**WORK INSTRUCTIONS:**
[A] List every program that the LNT performance-tracking guide below names as showing performance differences in the Daily Report.
[B] Extend the LNT performance-tracking guide below, picking up right after its last sentence.

Using LNT to Track Performance
In the past year, LNT has grown a number of new features that makes performance tracking and understanding the root causes of performance deltas a lot easier. In this post, I’m showing how we’re using these features.
LNT contains 2 big pieces of functionality:
- A server,
a. to which you can submit correctness and performance measurement data, by sending it a json-file in the correct format,
b. that analyzes which performance changes are significant and which ones aren't,
c. that has a webui to show results and analyses in a number of different ways.
- A command line tool to run tests and benchmarks, such as LLVM’s test-suite, SPEC2000 and SPEC2006 benchmarks.
The features highlighted focus on tracking the performance of code, not on other aspects LNT can track and analyze.
We have 2 main uses cases in tracking performance:
- Post-commit detection of performance regressions and improvements.
- Pre-commit analysis of the impact of a patch on performance.
Post-commit performance tracking
Step 1. Get an overview of the "Daily Report" page
Assuming your server runs at http://yourlntserver:8000, this page is located at http://yourlntserver:8000/db_default/v4/nts/daily_report
The page gives a summary of the significant changes it found today.
An example of the kind of view you can get on that page is the following
In the above screenshot, you can see that there were performance differences on 3 different programs, bigfib, fasta and ffbench. The improvement on ffbench only shows up on a machine named “machine3”, whereas the performance regression on the other 2 programs shows up on multiple machines.
The table shows how performance evolved over the past 7 days, one column for each day. The sparkline on the right shows graphically how performance has evolved over those days. When the program was run multiple times to get multiple sample points, these show as separate dots that are vertically aligned (because they happened on the same date). The background color in the sparkline represents a hash of the program binary. If the color is the same on multiple days, the binaries were identical on those days.
Let’s look first at the ffbench program. The background color in the sparkline is the same for the last 2 days, so the binary for this program didn’t change in those 2 days. Conclusion: the reported performance variation of -8.23% is caused by noise on the machine, not due to a change in code. The vertically spread out dots also indicate that this program has been noisy consistently over the past 7 days.
Let’s now look at the bigfib. The background color in the sparkline has changed since its previous run, so let’s investigate further. By clicking on one of the machine names in the table, we go to a chart showing the long-term evolution of the performance of this program on that machine.

**INFORMATION SHOWN:**
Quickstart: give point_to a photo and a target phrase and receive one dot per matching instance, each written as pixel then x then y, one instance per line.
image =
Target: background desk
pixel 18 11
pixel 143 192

**ANSWERS TO THE EXERCISE:**
[A] bigfib, fasta, ffbench

[B]
Step 2. The long-term performance evolution chart
This view shows how performance has evolved for this program since we started measuring it. When you click on one of the dots, which each represent a single execution of the program, you get a pop-up with information such as revision, date at which this was run etc.
When you click on the number after “Run:” in that pop-up, it’ll bring you to the run page.
Step 3. The Run page
The run page gives an overview of a full “Run” on a given machine. Exactly what a Run contains depends a bit on how you organize the data, but typically it consists of many programs being run a few times on 1 machine, representing the quality of the code generated by a specific revision of the compiler on one machine, for one optimization level.
This run page shows a lot of information, including performance changes seen since the previous run:
When hovering with the mouse over entries, a “Profile” button will show, that when clicked, shows profiles of both the previous run and the current run.
Step 4. The Profile page
At the top, the page gives you an overview of differences of recorded performance events between the current and previous run.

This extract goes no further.